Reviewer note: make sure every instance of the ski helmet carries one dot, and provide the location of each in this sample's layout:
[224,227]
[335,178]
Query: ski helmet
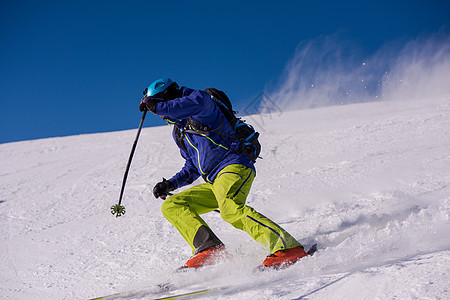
[159,86]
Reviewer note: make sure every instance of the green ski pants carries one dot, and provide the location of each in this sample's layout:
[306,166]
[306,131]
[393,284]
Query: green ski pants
[228,192]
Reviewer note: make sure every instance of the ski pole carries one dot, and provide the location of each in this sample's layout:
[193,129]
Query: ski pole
[119,209]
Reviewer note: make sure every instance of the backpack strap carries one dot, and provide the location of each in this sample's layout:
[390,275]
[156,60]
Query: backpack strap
[200,128]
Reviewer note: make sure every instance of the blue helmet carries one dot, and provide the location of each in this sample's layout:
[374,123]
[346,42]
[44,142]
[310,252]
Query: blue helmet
[158,86]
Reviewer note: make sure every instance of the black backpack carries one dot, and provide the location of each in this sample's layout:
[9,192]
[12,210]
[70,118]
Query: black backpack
[249,144]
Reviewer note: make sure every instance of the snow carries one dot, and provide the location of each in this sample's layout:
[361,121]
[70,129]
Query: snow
[369,182]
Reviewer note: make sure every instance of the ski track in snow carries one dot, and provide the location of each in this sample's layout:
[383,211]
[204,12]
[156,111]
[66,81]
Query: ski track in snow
[370,183]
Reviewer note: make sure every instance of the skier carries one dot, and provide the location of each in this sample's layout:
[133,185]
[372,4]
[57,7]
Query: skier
[228,176]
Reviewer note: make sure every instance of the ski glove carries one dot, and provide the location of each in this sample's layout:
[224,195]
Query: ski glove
[163,188]
[149,103]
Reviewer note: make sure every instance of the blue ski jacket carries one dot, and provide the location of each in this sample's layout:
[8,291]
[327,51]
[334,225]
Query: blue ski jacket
[206,154]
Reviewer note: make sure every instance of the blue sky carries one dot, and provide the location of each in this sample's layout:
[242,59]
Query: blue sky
[74,67]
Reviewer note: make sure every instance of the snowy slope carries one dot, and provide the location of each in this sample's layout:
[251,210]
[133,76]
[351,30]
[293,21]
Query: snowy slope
[370,183]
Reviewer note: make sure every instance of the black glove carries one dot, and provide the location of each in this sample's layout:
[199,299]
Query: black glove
[148,103]
[163,188]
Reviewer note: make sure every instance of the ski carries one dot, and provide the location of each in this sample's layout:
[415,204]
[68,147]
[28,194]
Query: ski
[145,294]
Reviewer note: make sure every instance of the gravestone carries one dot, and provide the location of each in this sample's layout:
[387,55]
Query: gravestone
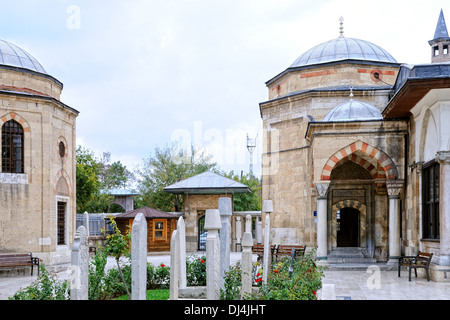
[225,237]
[267,208]
[174,265]
[139,258]
[247,243]
[212,226]
[79,269]
[181,227]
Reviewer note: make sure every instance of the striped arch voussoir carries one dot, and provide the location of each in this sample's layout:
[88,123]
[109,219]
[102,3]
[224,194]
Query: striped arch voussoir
[16,117]
[349,204]
[378,163]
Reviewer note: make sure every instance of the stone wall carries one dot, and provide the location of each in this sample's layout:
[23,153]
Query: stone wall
[28,215]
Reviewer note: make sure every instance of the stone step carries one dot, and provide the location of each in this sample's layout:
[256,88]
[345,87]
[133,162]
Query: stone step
[332,259]
[347,253]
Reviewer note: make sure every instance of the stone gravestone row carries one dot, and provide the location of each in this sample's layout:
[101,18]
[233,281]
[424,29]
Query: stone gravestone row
[217,251]
[79,269]
[217,255]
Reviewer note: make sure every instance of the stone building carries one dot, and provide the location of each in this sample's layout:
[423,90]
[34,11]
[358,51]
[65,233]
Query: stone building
[37,178]
[200,193]
[347,133]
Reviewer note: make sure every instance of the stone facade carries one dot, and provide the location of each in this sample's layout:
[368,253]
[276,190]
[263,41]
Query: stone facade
[29,210]
[359,182]
[195,210]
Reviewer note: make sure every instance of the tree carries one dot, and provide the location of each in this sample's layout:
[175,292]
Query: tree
[95,175]
[246,201]
[165,167]
[87,180]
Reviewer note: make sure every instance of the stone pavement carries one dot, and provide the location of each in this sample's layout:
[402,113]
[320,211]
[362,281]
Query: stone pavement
[370,284]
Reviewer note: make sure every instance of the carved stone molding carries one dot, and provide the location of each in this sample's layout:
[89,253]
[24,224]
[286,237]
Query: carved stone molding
[443,157]
[14,178]
[394,188]
[322,188]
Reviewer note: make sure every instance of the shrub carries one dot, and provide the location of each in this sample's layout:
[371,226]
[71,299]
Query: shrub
[232,283]
[45,287]
[300,284]
[196,271]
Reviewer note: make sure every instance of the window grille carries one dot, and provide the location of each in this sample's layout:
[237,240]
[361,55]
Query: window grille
[12,147]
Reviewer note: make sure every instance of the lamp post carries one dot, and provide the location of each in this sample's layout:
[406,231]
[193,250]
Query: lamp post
[267,208]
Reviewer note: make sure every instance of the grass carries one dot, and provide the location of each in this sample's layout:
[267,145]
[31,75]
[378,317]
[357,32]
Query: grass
[156,294]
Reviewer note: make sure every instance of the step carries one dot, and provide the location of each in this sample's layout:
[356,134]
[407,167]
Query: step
[347,253]
[336,259]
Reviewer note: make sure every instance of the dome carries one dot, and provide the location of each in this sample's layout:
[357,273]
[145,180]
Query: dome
[353,110]
[343,48]
[12,55]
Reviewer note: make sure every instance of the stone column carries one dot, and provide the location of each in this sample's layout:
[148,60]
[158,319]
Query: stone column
[394,187]
[212,225]
[258,230]
[86,217]
[267,208]
[79,269]
[322,230]
[181,228]
[139,258]
[247,243]
[443,157]
[238,231]
[174,265]
[225,210]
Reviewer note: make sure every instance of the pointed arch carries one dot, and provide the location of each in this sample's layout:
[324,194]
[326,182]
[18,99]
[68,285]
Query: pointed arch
[14,116]
[61,183]
[378,163]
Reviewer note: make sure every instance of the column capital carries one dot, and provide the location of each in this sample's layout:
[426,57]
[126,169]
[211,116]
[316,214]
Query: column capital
[394,188]
[322,188]
[443,157]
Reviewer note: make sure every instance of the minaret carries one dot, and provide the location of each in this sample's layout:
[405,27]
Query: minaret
[440,43]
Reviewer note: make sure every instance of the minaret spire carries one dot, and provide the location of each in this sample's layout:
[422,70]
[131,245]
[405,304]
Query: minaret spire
[441,42]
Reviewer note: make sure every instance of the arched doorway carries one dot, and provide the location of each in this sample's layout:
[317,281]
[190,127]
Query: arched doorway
[202,233]
[348,227]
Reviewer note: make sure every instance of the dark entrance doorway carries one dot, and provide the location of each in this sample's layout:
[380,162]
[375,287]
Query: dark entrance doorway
[202,233]
[348,227]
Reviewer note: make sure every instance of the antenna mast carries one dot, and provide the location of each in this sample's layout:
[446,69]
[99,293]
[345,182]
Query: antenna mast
[251,145]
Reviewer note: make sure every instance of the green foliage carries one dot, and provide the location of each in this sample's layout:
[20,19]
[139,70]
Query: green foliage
[95,174]
[196,271]
[118,245]
[302,284]
[87,182]
[165,167]
[46,287]
[246,201]
[232,283]
[97,273]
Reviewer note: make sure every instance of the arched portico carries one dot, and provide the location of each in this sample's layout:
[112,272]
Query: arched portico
[378,172]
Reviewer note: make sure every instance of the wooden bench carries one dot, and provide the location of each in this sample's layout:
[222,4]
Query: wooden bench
[19,260]
[286,250]
[421,260]
[258,249]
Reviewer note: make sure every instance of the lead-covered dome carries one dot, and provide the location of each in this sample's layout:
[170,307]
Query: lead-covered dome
[12,55]
[343,48]
[353,110]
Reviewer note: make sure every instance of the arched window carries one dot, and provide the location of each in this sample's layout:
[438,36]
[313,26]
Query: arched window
[12,147]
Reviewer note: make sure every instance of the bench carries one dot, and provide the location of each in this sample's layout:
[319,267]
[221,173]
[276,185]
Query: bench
[286,250]
[258,249]
[421,260]
[19,260]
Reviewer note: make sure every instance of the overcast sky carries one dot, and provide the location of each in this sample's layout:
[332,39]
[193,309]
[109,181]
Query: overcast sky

__To do__
Write the lines out exactly, from the one with "Reviewer note: make sure every instance of the wooden" down to the last line of the listing, and leave out all others.

__Correct output__
Reviewer note: make sure every instance of the wooden bench carries one dot, and provide the location of each in this sample's layout:
[222,4]
Query: wooden bench
[19,260]
[286,250]
[421,260]
[258,249]
Reviewer note: make sure every instance of the lead-covered dome carries one dot, and provide the location of each in this sample's layout:
[170,307]
Query: lead-covered dome
[12,55]
[343,48]
[353,110]
Reviewer note: make sure every instance of the arched window carries one dot, and provide the location of each in this sample's layout:
[438,36]
[313,26]
Query: arched window
[12,147]
Reviewer note: make sure every instance of the bench carries one dot, and provide the location of each in this sample's layout:
[319,267]
[221,173]
[276,185]
Query: bench
[286,250]
[258,249]
[421,260]
[19,260]
Reviewer note: make sure every instance of the overcast sky carries one dot, and provide the location of each in this sample's layout:
[332,39]
[193,309]
[109,181]
Query: overcast sky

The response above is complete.